--- Records for the task ---
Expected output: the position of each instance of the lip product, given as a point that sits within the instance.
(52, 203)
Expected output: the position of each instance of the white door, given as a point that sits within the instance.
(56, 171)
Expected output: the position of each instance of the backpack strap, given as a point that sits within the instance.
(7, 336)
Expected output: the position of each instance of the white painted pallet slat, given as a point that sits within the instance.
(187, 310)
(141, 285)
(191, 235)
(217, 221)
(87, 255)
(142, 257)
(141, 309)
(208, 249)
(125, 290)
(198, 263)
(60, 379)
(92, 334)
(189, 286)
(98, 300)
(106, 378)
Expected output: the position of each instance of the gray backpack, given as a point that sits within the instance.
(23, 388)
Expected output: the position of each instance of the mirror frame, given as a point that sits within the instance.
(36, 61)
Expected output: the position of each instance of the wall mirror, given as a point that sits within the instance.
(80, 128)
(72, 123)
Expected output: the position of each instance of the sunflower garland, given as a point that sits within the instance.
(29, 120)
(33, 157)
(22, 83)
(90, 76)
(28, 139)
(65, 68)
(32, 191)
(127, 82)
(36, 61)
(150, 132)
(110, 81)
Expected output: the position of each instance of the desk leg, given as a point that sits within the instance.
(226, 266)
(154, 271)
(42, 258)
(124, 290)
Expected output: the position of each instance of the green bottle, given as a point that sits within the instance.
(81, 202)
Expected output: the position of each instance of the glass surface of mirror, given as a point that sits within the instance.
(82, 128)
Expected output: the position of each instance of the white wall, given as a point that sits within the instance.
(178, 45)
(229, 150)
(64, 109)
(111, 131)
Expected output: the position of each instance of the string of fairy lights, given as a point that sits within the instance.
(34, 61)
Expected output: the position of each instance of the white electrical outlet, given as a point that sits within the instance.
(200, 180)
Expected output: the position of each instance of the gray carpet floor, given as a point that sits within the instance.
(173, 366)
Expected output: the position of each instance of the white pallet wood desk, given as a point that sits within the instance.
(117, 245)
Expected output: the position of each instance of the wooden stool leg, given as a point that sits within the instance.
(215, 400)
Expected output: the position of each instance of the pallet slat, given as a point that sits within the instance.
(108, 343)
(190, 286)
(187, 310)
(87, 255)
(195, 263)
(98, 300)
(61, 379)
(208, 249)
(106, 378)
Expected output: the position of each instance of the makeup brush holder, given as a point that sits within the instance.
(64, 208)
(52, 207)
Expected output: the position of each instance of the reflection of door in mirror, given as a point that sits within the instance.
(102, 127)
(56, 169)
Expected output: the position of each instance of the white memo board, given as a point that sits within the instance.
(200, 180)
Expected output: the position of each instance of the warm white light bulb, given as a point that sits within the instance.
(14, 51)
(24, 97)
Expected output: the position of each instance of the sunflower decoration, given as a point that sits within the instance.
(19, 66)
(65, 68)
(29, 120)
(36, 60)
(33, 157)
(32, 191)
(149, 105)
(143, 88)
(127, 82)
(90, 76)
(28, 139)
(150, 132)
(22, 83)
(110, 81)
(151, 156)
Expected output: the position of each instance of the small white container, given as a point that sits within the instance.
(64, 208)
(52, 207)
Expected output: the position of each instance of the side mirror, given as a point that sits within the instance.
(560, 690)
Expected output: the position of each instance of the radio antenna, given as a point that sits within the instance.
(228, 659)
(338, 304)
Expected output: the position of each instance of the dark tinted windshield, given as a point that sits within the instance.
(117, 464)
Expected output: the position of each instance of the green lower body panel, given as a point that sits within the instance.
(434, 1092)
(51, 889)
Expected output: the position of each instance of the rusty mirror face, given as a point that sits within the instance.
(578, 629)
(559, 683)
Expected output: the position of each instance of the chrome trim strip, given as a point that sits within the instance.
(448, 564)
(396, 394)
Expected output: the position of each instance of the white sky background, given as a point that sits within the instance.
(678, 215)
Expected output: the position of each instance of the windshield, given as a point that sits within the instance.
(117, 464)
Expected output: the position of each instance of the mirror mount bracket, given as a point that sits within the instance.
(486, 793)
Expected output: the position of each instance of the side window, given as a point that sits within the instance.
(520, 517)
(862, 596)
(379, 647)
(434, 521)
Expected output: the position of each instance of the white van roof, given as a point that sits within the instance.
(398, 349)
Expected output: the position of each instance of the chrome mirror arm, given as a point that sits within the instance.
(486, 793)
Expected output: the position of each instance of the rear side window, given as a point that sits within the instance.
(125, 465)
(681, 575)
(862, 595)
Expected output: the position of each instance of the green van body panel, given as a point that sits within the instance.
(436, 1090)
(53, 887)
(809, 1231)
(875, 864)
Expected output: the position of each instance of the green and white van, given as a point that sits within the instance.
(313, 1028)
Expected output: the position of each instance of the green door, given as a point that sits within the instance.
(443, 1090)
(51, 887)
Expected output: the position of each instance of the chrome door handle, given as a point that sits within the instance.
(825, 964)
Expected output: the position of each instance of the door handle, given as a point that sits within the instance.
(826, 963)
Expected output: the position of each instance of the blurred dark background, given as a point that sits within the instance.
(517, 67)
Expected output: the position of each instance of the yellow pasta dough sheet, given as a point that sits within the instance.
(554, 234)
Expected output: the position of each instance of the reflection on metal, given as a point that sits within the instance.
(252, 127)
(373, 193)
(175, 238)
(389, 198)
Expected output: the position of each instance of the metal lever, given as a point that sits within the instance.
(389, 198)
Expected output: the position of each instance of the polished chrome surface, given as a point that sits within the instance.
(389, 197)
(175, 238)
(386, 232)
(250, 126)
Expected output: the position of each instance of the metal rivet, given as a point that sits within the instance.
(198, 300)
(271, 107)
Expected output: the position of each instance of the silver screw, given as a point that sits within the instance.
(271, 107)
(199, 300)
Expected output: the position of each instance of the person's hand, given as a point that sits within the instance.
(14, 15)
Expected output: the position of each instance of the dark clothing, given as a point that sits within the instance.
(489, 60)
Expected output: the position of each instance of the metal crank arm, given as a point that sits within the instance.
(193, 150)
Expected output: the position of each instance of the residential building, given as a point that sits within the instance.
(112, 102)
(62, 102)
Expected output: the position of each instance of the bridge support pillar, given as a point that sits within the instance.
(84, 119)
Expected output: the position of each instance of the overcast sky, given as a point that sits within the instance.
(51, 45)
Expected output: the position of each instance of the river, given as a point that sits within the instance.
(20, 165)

--- Set problem ---
From the line holding "the reflection on" down to the final line above, quote every line exactly and only those lines.

--- Exercise answer ---
Expected output: the position of each instance of the reflection on metal, given as a point that sits within the instance.
(252, 127)
(373, 193)
(175, 238)
(389, 198)
Expected output: the position of each instance of the metal lever, given as a point that sits within the instance.
(389, 198)
Expected output: the position of each instance of the polished chrome surface, given as a point that sits within the instance.
(389, 197)
(175, 238)
(386, 232)
(250, 126)
Expected output: the position of each instance of the metal rivet, given as a point that sits within the instance.
(198, 300)
(271, 107)
Expected output: the position of each instance of the silver screw, given as a point that sits within the instance.
(271, 107)
(199, 300)
Expected output: the position of each instance of the person's hand, given as a point that sits within the instance.
(14, 15)
Expected output: the position of each instance of the dark clothing, given as a point that sits within the instance.
(489, 60)
Expected output: the position of each instance of the metal crank arm, given as a point that sits within the instance.
(193, 150)
Expected output: the position of each instance of the residential building, given as a point that sits within the instance.
(112, 102)
(62, 102)
Expected output: the position of each instance of the bridge support pillar, given as a point that sits within the instance.
(84, 119)
Expected output: the position of each instance of the overcast sky, given as a point that sits within the instance.
(51, 45)
Expected output: the position of each instance of the river, given as a point that sits within the instance.
(20, 165)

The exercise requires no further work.